# What you have to do:
Find every line in the rows below that contains the string "instance", matching case exactly, and copy each one.

# Supplied records:
════════════════════
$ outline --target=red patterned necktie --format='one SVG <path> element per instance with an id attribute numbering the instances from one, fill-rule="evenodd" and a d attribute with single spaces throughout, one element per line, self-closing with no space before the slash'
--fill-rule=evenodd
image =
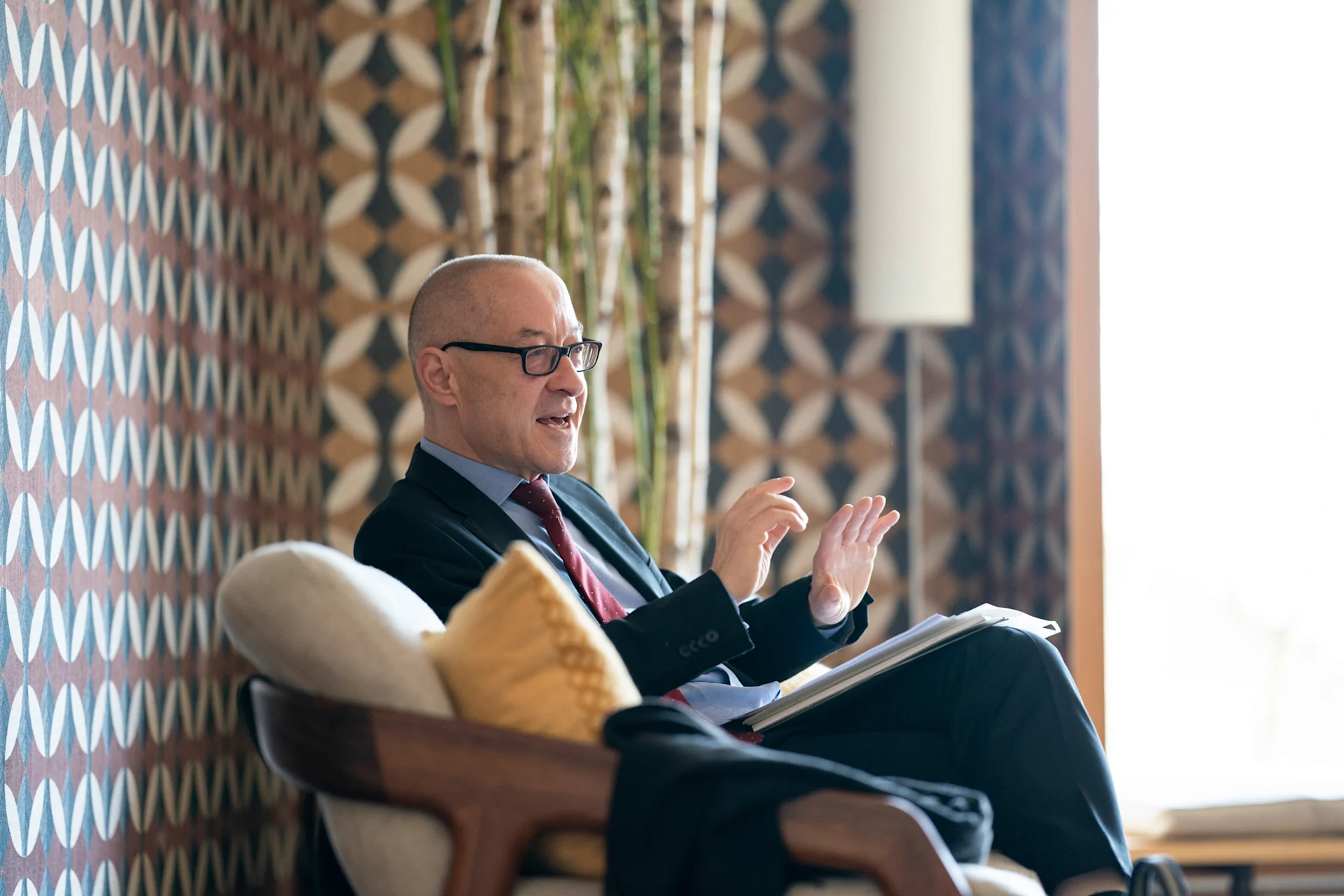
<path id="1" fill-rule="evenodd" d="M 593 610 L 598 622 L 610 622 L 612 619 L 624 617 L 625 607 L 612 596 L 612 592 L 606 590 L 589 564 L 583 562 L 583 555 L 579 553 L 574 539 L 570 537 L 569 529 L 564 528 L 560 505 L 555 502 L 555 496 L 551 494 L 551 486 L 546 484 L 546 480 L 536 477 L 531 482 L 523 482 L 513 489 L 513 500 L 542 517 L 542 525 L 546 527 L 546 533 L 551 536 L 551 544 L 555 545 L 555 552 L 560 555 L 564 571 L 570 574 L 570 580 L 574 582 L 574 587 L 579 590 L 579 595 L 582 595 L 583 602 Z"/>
════════════════════
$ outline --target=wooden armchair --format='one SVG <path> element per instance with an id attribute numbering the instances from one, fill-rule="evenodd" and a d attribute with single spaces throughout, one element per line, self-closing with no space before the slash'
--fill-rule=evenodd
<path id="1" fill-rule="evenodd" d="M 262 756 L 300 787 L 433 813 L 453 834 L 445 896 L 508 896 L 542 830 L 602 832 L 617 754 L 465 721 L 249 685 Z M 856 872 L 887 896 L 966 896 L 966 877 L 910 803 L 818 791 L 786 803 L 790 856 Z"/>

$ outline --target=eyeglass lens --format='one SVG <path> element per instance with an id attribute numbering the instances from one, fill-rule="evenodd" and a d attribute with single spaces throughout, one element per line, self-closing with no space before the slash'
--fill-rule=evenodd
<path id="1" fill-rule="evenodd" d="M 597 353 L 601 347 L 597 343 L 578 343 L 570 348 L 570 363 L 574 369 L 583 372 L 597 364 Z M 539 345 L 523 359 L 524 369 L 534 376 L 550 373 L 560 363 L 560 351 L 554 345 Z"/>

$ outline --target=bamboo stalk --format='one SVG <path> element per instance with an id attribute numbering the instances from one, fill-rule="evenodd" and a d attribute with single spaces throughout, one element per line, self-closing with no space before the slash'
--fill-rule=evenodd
════════════════════
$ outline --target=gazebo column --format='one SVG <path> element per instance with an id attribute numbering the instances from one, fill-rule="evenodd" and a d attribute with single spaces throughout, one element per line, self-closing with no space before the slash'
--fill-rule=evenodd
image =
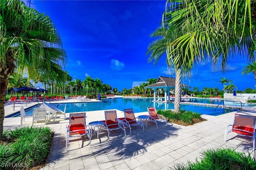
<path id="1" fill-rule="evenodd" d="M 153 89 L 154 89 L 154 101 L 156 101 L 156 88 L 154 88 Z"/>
════════════════════
# Task response:
$ outline --target=red patterned necktie --format='one SVG <path> element per instance with an id attribute numbering the instances from one, fill-rule="evenodd" and a d attribute with single spaces throughout, one element per line, self-closing with no space before the slash'
$ outline --target=wooden armchair --format='one SVG <path> element per instance with an id attribute numbering the instances from one, fill-rule="evenodd" and a d attribute with single spaces throughout, one element per line, self-closing with no space before the slash'
$ outline --target=eyeglass lens --format='one SVG <path> element per instance with an id attribute numbering the instances from one, fill-rule="evenodd" and a d attribute with single spaces throughout, one element per line, self-closing with no space before the slash'
$ outline --target=bamboo stalk --format='one SVG <path> element per instance with an id attribute numbering the instances from one, fill-rule="evenodd" and a d attribute with single spaces throughout, one element per line, self-closing with no space before the slash'
$ outline --target=gazebo column --format='one SVG <path> element per instance with an id attribute numbering the instances from one, fill-rule="evenodd" and a d attribute with single spaces throughout, one element per line, self-closing with no space before the slash'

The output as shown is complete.